▶ [Passage to read]
The ups and downs of loving thy herring

Ari LeVaux

Photo by The Integer Club
Photo by The Integer Club

When I was a small fry, vacationing at the Youth Hostel on Martha’s Vineyard, my family spent an afternoon paddling up Herring Run Creek. When we reached shallow water and got out to push, we noticed our shins were bumping against fish. They were herring. My dad had a fishing license, so we began scooping them into the boat with our hats, T-shirts, and hands. Eventually, we inadvertently scooped our way too close to property owned by Jackie Onassis, which is why a motorboat manned by dudes in suits rumbled up. It wasn’t looking great until they saw our herring haul, and admitted that, by law, if we were fishing we could carry on.

That encounter, and the regrettably stinky cooking experience that followed, summarizes most of what there is to say about herring in America. First: They are all around us, yet we don’t notice until we bump into them. Second: Herring can resolve problems - from trespass to the ecological balance of the oceans.

▶ [Task inputs]
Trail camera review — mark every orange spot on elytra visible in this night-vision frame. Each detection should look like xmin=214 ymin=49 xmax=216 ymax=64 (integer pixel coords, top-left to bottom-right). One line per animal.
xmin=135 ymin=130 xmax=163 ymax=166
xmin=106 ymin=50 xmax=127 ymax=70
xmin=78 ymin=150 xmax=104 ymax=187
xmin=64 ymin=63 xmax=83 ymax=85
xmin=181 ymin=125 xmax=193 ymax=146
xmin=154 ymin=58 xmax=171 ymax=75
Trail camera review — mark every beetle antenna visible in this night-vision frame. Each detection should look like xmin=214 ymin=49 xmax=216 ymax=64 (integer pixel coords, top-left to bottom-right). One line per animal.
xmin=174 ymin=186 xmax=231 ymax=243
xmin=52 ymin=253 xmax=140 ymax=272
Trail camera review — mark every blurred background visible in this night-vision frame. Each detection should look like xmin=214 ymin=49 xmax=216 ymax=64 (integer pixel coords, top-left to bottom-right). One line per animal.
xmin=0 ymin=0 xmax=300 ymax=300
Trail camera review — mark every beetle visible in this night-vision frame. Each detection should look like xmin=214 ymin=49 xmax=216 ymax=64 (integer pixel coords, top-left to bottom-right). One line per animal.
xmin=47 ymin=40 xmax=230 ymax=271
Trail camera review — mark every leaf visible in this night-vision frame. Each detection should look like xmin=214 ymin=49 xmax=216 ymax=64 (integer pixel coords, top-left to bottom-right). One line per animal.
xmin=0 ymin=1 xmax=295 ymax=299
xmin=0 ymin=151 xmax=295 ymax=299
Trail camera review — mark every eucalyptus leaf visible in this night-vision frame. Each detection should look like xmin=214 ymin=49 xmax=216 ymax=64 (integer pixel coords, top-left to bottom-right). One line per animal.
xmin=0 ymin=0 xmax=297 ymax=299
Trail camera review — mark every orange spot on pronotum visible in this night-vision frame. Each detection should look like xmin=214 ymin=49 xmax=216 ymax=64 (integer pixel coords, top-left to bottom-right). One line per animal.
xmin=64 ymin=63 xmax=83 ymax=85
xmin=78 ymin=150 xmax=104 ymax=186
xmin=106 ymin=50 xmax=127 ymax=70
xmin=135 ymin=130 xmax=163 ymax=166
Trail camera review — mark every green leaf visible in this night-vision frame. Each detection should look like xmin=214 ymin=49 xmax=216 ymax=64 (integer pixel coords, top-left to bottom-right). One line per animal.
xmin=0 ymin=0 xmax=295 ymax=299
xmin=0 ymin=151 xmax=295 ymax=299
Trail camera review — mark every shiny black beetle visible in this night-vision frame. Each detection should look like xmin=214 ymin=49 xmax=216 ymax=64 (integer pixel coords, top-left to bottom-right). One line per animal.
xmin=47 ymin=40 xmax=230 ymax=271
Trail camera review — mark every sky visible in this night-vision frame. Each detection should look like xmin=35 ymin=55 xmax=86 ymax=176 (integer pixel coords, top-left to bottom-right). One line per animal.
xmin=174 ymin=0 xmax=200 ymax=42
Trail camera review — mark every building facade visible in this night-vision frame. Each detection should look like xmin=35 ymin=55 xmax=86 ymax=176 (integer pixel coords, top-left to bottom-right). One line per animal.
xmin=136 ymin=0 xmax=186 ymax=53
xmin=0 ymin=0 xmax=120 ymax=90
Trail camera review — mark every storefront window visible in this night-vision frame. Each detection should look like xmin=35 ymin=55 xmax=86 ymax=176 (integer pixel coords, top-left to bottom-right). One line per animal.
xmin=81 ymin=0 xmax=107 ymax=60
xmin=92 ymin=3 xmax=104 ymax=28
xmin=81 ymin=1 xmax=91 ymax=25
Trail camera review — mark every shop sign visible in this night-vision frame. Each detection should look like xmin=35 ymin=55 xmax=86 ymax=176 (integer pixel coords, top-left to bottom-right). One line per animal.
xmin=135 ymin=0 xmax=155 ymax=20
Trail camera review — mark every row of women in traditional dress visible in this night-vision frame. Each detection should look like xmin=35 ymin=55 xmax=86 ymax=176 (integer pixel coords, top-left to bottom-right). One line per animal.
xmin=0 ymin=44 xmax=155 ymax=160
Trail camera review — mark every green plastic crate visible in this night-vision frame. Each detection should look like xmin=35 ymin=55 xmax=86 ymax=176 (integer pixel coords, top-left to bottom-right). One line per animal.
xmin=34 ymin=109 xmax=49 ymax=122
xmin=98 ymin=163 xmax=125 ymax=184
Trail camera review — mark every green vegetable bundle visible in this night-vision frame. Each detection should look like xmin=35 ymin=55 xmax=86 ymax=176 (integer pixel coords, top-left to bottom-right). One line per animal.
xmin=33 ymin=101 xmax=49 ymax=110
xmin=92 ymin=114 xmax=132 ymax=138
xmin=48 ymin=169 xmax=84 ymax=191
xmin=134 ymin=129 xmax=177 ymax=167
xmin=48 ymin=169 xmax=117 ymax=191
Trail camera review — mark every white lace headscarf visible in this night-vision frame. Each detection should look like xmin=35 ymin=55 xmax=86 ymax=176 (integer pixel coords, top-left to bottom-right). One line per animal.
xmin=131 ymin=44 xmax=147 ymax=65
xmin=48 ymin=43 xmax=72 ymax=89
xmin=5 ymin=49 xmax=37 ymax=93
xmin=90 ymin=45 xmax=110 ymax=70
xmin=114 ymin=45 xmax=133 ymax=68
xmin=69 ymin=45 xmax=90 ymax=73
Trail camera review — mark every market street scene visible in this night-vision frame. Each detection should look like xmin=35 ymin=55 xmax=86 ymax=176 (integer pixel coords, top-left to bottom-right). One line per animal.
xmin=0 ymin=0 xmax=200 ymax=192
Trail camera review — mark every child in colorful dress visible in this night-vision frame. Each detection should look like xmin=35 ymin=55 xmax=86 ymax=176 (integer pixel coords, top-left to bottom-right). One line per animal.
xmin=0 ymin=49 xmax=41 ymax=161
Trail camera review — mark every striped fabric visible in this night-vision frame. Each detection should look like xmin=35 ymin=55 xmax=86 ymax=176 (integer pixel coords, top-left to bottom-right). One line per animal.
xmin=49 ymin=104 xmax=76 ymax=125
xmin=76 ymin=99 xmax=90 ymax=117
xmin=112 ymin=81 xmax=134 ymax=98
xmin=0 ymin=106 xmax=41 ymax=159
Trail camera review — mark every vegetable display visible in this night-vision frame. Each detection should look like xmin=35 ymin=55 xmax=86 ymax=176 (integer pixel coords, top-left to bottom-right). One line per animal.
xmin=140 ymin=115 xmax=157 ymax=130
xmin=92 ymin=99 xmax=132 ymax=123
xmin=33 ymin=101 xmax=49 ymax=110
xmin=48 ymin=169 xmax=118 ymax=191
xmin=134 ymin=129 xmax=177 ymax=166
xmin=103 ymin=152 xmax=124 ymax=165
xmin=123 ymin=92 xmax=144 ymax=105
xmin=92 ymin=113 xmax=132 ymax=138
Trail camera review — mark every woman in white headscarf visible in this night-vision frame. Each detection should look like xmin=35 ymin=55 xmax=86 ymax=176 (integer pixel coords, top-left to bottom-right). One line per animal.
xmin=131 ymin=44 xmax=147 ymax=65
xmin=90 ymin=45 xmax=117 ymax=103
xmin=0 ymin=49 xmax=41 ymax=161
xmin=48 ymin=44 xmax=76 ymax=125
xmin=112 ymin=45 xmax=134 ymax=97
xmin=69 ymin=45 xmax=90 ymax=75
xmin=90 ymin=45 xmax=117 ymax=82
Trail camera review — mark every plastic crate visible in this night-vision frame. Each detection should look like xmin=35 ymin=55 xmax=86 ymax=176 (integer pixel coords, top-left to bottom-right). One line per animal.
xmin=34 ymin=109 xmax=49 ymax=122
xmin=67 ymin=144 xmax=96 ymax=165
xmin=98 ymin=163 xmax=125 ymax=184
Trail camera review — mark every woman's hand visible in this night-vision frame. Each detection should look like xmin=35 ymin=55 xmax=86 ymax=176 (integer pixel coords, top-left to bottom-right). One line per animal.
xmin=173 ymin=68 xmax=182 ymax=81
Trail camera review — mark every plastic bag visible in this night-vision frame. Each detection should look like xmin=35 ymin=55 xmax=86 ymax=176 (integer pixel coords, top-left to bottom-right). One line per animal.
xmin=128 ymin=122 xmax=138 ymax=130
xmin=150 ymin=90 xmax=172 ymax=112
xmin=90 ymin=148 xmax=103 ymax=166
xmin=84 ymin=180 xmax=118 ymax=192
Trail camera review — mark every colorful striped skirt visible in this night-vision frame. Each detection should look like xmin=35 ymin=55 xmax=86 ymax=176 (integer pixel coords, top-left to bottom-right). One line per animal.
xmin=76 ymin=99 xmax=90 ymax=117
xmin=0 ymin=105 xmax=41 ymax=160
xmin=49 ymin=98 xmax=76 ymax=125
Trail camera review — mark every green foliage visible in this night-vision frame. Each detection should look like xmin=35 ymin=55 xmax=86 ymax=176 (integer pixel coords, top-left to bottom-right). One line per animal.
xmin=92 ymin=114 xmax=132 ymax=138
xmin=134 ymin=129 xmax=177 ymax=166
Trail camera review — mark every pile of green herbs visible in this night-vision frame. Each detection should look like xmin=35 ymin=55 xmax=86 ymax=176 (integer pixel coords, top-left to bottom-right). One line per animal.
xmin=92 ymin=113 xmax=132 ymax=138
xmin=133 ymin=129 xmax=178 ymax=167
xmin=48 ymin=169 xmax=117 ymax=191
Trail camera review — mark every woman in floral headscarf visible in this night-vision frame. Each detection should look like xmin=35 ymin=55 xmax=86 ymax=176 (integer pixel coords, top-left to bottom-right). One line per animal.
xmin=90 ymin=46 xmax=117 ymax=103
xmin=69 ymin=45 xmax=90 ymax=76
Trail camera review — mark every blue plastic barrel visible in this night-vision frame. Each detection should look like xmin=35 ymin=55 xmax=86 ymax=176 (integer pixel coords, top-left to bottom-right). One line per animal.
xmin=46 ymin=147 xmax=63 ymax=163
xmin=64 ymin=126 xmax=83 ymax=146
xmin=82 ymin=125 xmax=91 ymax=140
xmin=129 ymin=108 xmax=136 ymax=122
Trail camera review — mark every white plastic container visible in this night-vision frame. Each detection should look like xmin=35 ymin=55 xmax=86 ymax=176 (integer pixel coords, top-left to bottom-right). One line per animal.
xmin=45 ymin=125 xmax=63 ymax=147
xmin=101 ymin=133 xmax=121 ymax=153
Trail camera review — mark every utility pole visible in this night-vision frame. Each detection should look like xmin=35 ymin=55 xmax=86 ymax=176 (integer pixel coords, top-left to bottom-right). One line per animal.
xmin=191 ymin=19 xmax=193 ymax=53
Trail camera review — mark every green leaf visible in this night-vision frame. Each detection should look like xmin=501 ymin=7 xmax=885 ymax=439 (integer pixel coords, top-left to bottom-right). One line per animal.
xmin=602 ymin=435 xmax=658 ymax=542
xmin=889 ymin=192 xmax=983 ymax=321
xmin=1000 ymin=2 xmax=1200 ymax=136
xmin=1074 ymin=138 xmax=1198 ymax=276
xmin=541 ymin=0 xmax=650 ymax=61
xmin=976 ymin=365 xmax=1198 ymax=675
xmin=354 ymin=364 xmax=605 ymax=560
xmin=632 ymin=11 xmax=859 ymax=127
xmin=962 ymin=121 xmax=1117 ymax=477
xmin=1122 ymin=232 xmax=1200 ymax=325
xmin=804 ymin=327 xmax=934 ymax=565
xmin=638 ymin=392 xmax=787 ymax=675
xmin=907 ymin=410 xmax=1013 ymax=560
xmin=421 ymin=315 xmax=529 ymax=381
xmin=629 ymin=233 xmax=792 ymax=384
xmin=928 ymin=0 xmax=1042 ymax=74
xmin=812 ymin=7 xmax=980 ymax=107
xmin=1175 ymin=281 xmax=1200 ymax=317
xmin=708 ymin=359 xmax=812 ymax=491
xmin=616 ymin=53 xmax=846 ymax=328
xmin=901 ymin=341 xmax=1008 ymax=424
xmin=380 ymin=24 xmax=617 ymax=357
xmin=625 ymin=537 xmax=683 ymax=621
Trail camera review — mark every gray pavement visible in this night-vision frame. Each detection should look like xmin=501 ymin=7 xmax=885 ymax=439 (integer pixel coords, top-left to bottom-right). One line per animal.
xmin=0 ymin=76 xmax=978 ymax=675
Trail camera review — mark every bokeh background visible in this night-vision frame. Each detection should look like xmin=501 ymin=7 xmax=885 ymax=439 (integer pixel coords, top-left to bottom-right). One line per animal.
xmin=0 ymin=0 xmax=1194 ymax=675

▶ [Stated task A]
Sum up the herring piece in two sentences.
▶ [Stated task B]
Reproduce the part of the listing that opens with the line containing "Trail camera review — mark every blue" and closes with the line containing "xmin=64 ymin=126 xmax=83 ymax=146".
The herring piece and the listing have nothing to do with each other.

▶ [Task output A]
On a childhood trip to Martha's Vineyard, the writer's family scooped herring out of Herring Run Creek and strayed too close to Jackie Onassis's property, but the men who came by motorboat admitted that by law the family could carry on fishing. That encounter and the stinky cooking that followed sum up herring in America: the fish are all around yet unnoticed until we bump into them, and they can resolve problems from trespass to the ecological balance of the oceans.

▶ [Task output B]
Trail camera review — mark every blue plastic barrel visible in this night-vision frame. Each detection should look like xmin=35 ymin=55 xmax=86 ymax=176 (integer pixel coords, top-left to bottom-right). One line per animal.
xmin=46 ymin=147 xmax=63 ymax=163
xmin=64 ymin=126 xmax=83 ymax=146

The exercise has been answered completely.